<<<<

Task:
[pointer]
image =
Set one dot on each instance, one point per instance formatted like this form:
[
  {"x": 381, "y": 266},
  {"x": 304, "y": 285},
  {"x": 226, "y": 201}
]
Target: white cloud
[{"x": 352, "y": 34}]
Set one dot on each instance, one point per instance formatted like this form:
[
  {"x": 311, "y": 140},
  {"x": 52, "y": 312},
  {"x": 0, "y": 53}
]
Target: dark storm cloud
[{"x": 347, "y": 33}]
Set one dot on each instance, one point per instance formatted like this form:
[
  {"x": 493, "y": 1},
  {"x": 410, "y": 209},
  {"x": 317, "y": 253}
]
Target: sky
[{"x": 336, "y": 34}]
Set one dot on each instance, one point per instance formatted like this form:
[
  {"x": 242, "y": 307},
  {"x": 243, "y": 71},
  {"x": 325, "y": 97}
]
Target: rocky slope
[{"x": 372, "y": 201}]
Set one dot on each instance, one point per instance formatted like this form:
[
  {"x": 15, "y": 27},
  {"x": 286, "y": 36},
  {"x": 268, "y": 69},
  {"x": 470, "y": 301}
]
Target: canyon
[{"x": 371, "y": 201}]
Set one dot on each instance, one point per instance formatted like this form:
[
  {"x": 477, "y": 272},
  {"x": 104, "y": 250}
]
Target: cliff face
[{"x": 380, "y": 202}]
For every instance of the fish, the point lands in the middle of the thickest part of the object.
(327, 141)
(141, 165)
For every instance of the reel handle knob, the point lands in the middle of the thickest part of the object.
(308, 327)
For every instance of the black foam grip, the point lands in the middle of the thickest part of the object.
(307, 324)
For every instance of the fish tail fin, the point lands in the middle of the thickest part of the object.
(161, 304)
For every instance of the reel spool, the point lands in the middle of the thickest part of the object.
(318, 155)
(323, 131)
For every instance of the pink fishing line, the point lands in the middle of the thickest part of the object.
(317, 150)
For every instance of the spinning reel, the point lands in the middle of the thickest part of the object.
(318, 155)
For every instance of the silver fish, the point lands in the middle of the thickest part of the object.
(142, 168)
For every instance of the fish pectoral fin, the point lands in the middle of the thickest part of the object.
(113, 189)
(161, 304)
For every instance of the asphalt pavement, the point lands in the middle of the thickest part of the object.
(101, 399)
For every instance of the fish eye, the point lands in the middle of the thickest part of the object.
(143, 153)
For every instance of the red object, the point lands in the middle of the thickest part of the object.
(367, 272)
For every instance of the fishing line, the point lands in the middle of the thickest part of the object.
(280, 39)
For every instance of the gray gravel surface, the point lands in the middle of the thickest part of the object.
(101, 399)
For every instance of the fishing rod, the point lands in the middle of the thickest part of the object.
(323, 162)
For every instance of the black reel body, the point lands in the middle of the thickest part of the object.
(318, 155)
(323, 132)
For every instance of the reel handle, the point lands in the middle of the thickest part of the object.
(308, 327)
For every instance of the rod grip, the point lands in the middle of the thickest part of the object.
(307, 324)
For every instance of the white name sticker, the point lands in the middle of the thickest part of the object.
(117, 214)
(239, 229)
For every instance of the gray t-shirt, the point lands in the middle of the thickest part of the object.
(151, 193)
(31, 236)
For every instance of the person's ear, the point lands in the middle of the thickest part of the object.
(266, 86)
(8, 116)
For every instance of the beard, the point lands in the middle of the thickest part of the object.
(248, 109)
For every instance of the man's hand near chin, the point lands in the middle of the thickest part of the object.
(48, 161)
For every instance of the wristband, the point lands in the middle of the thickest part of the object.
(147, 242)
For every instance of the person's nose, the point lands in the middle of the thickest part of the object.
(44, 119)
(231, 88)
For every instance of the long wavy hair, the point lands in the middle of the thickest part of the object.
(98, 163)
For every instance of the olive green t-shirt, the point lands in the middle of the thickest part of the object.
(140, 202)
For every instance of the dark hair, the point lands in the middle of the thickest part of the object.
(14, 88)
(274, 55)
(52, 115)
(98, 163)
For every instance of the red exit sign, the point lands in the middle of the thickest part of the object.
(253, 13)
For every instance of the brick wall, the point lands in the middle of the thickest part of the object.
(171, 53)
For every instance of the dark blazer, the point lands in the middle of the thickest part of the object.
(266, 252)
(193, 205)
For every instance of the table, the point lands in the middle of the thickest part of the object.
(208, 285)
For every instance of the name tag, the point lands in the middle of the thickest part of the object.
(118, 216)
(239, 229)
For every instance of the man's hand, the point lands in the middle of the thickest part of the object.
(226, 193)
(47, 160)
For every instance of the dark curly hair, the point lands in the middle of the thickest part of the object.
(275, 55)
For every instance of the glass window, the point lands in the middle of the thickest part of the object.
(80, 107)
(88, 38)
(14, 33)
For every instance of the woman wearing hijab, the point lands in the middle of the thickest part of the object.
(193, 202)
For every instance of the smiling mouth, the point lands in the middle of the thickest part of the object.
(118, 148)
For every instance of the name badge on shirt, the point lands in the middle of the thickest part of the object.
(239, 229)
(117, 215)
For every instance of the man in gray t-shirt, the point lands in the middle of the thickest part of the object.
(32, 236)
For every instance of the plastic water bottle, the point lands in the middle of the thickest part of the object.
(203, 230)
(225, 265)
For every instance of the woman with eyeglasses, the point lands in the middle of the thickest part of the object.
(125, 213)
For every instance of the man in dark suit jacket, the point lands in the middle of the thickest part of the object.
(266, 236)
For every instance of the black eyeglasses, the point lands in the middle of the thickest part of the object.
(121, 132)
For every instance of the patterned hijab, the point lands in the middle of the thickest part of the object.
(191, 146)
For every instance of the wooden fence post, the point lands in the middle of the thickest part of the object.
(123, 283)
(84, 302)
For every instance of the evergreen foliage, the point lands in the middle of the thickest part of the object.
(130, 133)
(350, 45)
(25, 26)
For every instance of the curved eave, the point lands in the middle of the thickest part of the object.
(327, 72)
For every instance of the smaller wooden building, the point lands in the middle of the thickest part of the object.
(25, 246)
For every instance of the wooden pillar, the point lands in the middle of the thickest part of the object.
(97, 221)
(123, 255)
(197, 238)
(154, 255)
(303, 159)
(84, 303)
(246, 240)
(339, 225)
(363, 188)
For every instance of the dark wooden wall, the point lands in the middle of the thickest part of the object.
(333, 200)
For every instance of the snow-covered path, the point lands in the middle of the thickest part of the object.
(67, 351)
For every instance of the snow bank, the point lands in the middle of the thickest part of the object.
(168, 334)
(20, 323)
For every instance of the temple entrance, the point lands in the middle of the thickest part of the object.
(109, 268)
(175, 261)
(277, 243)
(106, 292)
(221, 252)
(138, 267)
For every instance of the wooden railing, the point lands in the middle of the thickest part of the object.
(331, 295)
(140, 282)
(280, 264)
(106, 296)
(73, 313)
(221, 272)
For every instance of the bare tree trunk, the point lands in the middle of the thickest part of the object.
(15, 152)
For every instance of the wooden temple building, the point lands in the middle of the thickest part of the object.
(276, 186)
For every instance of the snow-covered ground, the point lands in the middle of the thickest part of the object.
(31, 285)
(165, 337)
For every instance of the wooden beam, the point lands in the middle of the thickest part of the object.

>>>>

:: Prompt ::
Retype the records that precede this task, keeping them exactly the same.

:: Written response ::
Task:
[pointer]
image =
Set one dot on each instance, one point per instance formatted like this form:
[
  {"x": 381, "y": 266},
  {"x": 304, "y": 285},
  {"x": 226, "y": 201}
]
Target: white cloud
[{"x": 352, "y": 34}]
Set one dot on each instance, one point per instance formatted like this form:
[
  {"x": 311, "y": 140},
  {"x": 52, "y": 312},
  {"x": 0, "y": 53}
]
Target: dark storm cloud
[{"x": 347, "y": 33}]
Set one dot on each instance, one point per instance formatted like this form:
[
  {"x": 493, "y": 1},
  {"x": 410, "y": 209},
  {"x": 317, "y": 253}
]
Target: sky
[{"x": 336, "y": 34}]
Set one dot on each instance, one point per instance formatted like this form:
[
  {"x": 242, "y": 307},
  {"x": 243, "y": 71},
  {"x": 325, "y": 97}
]
Target: rocky slope
[{"x": 372, "y": 201}]
Set one dot on each instance, one point per instance formatted like this form:
[
  {"x": 15, "y": 27},
  {"x": 286, "y": 36},
  {"x": 268, "y": 69},
  {"x": 470, "y": 301}
]
Target: canyon
[{"x": 371, "y": 201}]
Set one dot on each instance, one point per instance formatted like this form:
[
  {"x": 477, "y": 272},
  {"x": 104, "y": 250}
]
Target: cliff face
[{"x": 380, "y": 202}]
For every instance of the fish, the point lands in the middle of the thickest part of the object.
(327, 141)
(141, 165)
For every instance of the reel handle knob, the point lands in the middle of the thickest part of the object.
(308, 327)
For every instance of the black foam grip, the point lands in the middle of the thickest part of the object.
(307, 324)
For every instance of the fish tail fin, the point lands in the middle of the thickest part of the object.
(161, 304)
For every instance of the reel spool, the point lands in the middle of the thickest part of the object.
(318, 155)
(323, 131)
For every instance of the pink fishing line, the point lands in the middle of the thickest part of the object.
(317, 150)
For every instance of the spinning reel, the point lands in the middle of the thickest part of the object.
(318, 155)
For every instance of the silver fish, the point lands in the middle of the thickest part of the object.
(142, 168)
For every instance of the fish pectoral fin, the point lands in the middle of the thickest part of the object.
(113, 189)
(161, 304)
For every instance of the asphalt pavement, the point lands in the middle of the thickest part of the object.
(101, 399)
For every instance of the fish eye, the point lands in the middle of the thickest part of the object.
(143, 153)
For every instance of the red object, the point lands in the middle of the thickest part of the object.
(367, 272)
For every instance of the fishing line, the point lands in the middle of the thickest part of the object.
(280, 39)
For every instance of the gray gravel surface, the point lands in the middle of the thickest part of the object.
(101, 399)
For every instance of the fishing rod, the point lands in the middle of the thickest part of the object.
(323, 162)
For every instance of the black reel body, the point lands in the middle of the thickest part of the object.
(318, 155)
(323, 132)
For every instance of the reel handle, the point lands in the middle of the thickest part of the object.
(308, 327)
For every instance of the rod grip, the point lands in the middle of the thickest part of the object.
(307, 324)
For every instance of the white name sticker, the point lands in the middle of the thickest part of the object.
(117, 214)
(239, 229)
For every instance of the gray t-shirt, the point lands in the middle of the thickest part of the object.
(151, 193)
(31, 236)
For every instance of the person's ear, the point lands in the middle of the thickest part of the object.
(266, 86)
(8, 116)
For every instance of the beard, the point lands in the middle of the thickest part of the object.
(248, 109)
For every instance of the man's hand near chin, the point lands in the middle of the thickest part of the object.
(48, 161)
For every instance of the wristband, the point lands in the middle of the thickest part of the object.
(147, 242)
For every instance of the person's nose, the point lands in the middle of the thickest part of the object.
(44, 119)
(231, 88)
For every instance of the long wavy hair, the point lands in the middle of the thickest part of the object.
(98, 163)
For every instance of the olive green t-shirt, the point lands in the middle of the thickest part of the object.
(140, 202)
For every instance of the dark hair, the point lands in the middle of the thickest part of the object.
(14, 88)
(274, 55)
(52, 115)
(98, 163)
For every instance of the red exit sign, the point lands in the middle of the thickest part of the object.
(253, 13)
For every instance of the brick wall, the point lands in the middle of the thickest part of the object.
(171, 53)
For every instance of the dark blazer, the point lands in the middle of the thickest part of the object.
(266, 252)
(193, 205)
For every instance of the table, the point lands in the middle of the thickest part of the object.
(208, 285)
For every instance of the name tag, the point lands in the middle of the thickest part of the object.
(118, 216)
(239, 229)
For every instance of the man's hand, the point lands in the middle of the thickest part of the object.
(226, 193)
(47, 160)
For every instance of the dark curly hair, the point lands in the middle of the thickest part of the object.
(275, 55)
For every instance of the glass window, the point lands in the middle of the thickest part of the object.
(80, 107)
(88, 38)
(14, 33)
For every instance of the woman wearing hijab, the point lands in the middle of the thickest part of the object.
(193, 202)
For every instance of the smiling mouth, the point lands in the middle of the thickest part of the object.
(118, 148)
For every instance of the name badge on shirt, the point lands in the middle of the thickest part of the object.
(239, 229)
(117, 215)
For every instance of the man in gray t-shirt, the point lands in the middle of the thickest part of the object.
(32, 236)
For every instance of the plastic water bottle, the point lands in the middle of the thickest part of the object.
(203, 230)
(225, 265)
For every instance of the woman with eyeglasses, the point lands in the middle of the thickest part of the object.
(125, 213)
For every instance of the man in dark suit jacket, the point lands in the middle of the thickest part of the object.
(266, 236)
For every instance of the black eyeglasses, the point lands in the middle of the thickest part of the object.
(121, 132)
For every instance of the patterned hijab, the point lands in the middle of the thickest part of the object.
(191, 146)
For every instance of the wooden fence post, the point lands in the middle of the thickest part of the object.
(123, 283)
(84, 302)
For every instance of the evergreen foliage, the point lands in the middle of the thickest part of the object.
(130, 133)
(350, 45)
(25, 26)
For every instance of the curved eave, the point lands in the middle of the thickest part of the object.
(327, 72)
For every instance of the smaller wooden building, the point lands in the middle of the thickest part of the object.
(25, 246)
For every instance of the wooden pillar, the point lands in the middle of the thickest part of the object.
(97, 221)
(123, 255)
(197, 238)
(154, 255)
(303, 159)
(84, 303)
(246, 240)
(339, 225)
(363, 188)
For every instance of the dark wooden wall, the point lands in the middle of the thickest part of the object.
(333, 200)
For every instance of the snow-covered path, the point lands in the middle of the thickest part of the object.
(67, 351)
For every instance of the snow bank, the point lands in the middle of the thickest part of the object.
(168, 334)
(20, 323)
For every instance of the temple entrance, the point lands in the middle of the thickest part of the object.
(109, 268)
(175, 261)
(277, 243)
(106, 292)
(221, 252)
(138, 267)
For every instance of the wooden railing, the point lands in the middle of the thickest part of the object.
(331, 295)
(140, 282)
(280, 264)
(106, 296)
(73, 313)
(221, 272)
For every instance of the bare tree trunk, the point lands in the middle of the thickest part of the object.
(15, 152)
For every instance of the wooden temple building, the point lands in the middle of the thickest part of the object.
(276, 186)
For every instance of the snow-covered ground, the point lands in the middle of the thickest part of the object.
(31, 285)
(165, 337)
For every instance of the wooden beam, the point lands in the middle of the thickest part of the object.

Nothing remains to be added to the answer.